TASK DESCRIPTION | From the line containing "Where can the belt" to the last line of the listing below, repeat every line exactly, and output nothing else.

━━━━━━━━

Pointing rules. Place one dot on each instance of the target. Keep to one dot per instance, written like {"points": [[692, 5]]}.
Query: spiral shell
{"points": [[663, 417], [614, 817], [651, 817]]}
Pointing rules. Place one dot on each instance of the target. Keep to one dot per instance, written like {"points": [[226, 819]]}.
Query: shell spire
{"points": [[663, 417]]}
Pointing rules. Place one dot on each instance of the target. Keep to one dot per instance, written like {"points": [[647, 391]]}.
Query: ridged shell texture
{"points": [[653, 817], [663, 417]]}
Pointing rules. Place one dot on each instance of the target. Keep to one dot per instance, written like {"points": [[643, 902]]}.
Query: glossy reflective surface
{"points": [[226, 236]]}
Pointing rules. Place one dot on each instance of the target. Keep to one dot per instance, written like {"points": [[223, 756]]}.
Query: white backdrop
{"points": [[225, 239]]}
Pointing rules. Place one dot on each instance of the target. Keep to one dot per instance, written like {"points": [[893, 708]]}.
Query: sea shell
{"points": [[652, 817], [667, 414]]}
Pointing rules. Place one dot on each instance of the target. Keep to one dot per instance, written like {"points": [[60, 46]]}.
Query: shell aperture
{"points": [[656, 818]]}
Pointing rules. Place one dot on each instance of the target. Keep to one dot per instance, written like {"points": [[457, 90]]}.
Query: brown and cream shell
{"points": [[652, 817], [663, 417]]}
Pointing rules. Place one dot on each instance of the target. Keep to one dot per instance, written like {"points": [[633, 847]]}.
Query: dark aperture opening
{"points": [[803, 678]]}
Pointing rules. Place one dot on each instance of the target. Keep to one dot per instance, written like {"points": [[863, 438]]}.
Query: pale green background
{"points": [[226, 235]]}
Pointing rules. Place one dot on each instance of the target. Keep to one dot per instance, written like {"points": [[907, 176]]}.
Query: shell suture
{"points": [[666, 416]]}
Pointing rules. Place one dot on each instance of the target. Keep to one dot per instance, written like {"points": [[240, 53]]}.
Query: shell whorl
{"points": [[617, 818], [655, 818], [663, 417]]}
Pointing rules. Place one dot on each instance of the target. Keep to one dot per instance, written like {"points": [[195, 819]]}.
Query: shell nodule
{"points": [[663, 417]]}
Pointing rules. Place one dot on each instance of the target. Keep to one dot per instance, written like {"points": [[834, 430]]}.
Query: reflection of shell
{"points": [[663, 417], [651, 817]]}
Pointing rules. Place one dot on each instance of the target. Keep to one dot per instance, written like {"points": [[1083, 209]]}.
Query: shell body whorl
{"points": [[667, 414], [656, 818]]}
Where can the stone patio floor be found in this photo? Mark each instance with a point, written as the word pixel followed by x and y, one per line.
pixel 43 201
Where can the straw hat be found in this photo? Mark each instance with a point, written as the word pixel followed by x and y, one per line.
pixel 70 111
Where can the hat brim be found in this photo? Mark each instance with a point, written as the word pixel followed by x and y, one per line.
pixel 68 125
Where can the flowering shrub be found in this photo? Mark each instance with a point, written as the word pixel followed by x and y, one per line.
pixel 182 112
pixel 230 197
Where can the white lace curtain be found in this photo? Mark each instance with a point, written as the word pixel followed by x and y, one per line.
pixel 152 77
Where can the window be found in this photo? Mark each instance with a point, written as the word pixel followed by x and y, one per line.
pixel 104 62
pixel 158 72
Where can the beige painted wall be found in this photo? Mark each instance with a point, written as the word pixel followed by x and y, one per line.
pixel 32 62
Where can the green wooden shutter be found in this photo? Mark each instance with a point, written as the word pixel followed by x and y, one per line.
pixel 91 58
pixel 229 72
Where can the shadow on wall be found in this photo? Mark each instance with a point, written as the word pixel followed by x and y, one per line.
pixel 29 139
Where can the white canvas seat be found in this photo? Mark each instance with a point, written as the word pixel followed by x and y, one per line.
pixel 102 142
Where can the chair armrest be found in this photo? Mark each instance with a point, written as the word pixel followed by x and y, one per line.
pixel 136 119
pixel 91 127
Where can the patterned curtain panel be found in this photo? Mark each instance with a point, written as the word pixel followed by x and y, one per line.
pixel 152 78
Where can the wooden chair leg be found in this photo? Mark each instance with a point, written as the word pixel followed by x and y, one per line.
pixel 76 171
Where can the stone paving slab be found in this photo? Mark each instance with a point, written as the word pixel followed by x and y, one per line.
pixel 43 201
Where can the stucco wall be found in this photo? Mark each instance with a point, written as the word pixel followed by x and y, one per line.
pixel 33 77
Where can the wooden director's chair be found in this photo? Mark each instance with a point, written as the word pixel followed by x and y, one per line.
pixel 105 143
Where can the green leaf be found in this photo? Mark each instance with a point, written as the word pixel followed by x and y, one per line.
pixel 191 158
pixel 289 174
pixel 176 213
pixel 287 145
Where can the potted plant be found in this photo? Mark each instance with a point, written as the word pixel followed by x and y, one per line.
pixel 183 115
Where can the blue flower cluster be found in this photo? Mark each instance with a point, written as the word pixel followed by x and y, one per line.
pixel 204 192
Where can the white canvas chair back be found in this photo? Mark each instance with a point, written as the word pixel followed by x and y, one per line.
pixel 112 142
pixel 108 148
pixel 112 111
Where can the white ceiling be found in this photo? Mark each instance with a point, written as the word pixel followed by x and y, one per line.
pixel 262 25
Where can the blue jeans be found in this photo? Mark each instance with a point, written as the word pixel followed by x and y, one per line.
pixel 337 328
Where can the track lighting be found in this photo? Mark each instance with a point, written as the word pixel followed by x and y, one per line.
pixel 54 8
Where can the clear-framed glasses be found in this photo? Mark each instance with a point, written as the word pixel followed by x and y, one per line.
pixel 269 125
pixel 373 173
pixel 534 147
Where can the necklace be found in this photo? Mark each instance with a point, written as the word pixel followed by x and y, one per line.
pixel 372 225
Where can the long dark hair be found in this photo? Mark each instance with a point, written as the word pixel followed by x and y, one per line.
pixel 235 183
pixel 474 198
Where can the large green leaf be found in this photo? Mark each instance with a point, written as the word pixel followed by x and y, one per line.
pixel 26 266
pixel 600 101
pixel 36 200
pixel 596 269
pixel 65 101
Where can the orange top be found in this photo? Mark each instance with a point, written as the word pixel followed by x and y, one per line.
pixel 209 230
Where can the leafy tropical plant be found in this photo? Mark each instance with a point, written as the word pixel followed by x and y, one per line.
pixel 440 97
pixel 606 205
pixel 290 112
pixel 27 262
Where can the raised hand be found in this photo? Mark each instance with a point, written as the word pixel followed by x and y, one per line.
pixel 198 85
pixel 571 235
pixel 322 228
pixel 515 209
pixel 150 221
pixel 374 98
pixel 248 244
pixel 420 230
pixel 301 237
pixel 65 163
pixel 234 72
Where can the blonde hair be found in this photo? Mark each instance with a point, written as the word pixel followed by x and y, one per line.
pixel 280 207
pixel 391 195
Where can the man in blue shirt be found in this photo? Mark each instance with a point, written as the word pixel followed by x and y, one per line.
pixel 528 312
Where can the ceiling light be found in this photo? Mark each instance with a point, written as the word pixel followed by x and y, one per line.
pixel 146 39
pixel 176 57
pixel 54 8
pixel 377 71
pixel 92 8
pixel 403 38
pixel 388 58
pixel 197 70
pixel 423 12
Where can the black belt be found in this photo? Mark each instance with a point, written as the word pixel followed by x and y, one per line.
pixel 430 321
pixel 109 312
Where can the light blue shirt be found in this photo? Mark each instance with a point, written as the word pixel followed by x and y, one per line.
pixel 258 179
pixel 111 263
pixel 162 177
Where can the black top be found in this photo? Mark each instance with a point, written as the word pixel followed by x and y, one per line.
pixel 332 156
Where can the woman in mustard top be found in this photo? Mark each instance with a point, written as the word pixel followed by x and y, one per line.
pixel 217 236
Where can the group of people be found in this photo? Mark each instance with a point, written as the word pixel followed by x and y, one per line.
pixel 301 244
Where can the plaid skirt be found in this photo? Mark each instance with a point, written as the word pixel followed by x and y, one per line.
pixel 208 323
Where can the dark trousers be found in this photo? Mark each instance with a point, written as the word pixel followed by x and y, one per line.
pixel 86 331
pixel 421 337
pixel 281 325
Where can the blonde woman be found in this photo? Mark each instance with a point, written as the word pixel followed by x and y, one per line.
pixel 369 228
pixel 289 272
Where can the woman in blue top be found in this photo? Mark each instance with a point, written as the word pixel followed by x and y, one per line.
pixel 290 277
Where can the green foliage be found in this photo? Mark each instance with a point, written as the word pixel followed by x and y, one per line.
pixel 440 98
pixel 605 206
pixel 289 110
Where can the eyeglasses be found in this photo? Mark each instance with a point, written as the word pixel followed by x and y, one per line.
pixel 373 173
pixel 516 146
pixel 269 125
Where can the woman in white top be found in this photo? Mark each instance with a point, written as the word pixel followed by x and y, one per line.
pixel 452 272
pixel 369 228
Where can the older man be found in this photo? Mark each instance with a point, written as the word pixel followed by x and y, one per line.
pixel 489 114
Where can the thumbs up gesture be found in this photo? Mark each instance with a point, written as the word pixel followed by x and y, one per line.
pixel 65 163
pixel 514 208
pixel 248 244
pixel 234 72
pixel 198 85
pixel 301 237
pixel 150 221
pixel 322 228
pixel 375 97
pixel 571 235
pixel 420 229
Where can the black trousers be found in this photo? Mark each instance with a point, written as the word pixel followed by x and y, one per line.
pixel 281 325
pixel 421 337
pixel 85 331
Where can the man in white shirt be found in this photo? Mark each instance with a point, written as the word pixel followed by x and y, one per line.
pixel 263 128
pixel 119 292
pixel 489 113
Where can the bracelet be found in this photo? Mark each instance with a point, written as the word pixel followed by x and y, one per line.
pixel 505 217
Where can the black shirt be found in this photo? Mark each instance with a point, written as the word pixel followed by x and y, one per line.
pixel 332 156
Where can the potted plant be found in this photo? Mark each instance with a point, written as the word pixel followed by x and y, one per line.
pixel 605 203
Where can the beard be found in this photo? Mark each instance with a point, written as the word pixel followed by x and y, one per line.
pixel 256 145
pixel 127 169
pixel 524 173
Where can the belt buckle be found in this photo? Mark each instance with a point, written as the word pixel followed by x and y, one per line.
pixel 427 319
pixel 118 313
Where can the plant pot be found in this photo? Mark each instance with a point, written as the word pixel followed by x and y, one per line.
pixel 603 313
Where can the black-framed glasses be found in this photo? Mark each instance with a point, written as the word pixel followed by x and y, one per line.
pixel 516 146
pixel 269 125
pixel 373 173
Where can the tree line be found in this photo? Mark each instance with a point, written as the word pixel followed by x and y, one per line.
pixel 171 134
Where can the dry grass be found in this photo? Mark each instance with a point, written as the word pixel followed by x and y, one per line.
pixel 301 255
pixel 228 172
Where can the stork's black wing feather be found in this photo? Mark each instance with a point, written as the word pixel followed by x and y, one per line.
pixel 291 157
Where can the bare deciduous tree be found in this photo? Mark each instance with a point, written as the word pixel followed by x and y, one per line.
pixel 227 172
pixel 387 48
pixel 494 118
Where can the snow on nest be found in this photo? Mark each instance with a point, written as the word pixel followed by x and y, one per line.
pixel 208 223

━━━━━━━━

WRITTEN SOLUTION |
Where can the belt buckle be found in this photo? Mark each instance with a point, written as the word pixel followed by x and y, one per line.
pixel 427 319
pixel 118 313
Where can the plant pot be found in this photo? Mark each instance with a point, written as the word pixel followed by x and y, one per line.
pixel 603 313
Where can the black-framed glasses be found in this photo? Mark each instance with a point, written as the word pixel followed by x and y, one per line.
pixel 516 146
pixel 269 125
pixel 373 173
Where can the tree line be found in this photo? Mark each instance with a point, written as the word pixel followed by x and y, one per line.
pixel 171 134
Where can the dry grass be found in this photo? Mark each instance with a point, written as the word pixel followed by x and y, one per line.
pixel 301 255
pixel 228 172
Where can the stork's black wing feather be found in this photo? Mark each instance with a point, written as the word pixel followed by x and y, one per line.
pixel 291 157
Where can the bare deciduous tree be found in this photo? Mark each instance with a point, written as the word pixel followed by x and y, one per line.
pixel 227 172
pixel 387 48
pixel 494 118
Where can the snow on nest be found in this photo? Mark each instance with a point, written as the word pixel followed by x and y, one per line.
pixel 208 223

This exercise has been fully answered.